### Exercise description
Return exactly the line that contains "Target: snow surface" and all lines beneath it in the entries, through the very last one.
---+---
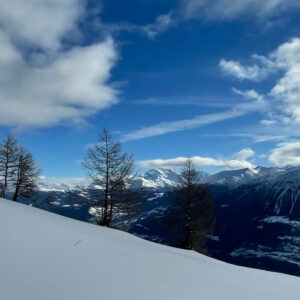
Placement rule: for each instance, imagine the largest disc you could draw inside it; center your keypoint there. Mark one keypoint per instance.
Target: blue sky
(215, 80)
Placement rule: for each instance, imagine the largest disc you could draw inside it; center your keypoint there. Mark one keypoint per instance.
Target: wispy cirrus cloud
(168, 127)
(256, 103)
(239, 161)
(225, 10)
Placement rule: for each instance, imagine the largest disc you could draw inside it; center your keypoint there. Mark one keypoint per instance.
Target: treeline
(18, 171)
(112, 171)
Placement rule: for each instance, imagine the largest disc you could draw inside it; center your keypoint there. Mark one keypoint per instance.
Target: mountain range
(257, 212)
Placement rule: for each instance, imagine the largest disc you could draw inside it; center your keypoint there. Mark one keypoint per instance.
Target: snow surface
(45, 256)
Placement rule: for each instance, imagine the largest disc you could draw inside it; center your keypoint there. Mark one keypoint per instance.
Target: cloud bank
(41, 83)
(286, 154)
(238, 162)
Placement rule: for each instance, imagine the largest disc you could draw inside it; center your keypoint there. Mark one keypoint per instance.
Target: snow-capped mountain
---+---
### Task output
Target: snow surface
(45, 256)
Placement rule: for each instance, imagine the largest disc you could draw inside it; center your keypoint there. Mark one keypoint per instance.
Target: cloud bank
(41, 83)
(286, 154)
(238, 162)
Placement rule: for each instance, imagine the largest disc you could draw inside it; center your keypoint there. Mark one keypoint per instance.
Target: snow-capped mountain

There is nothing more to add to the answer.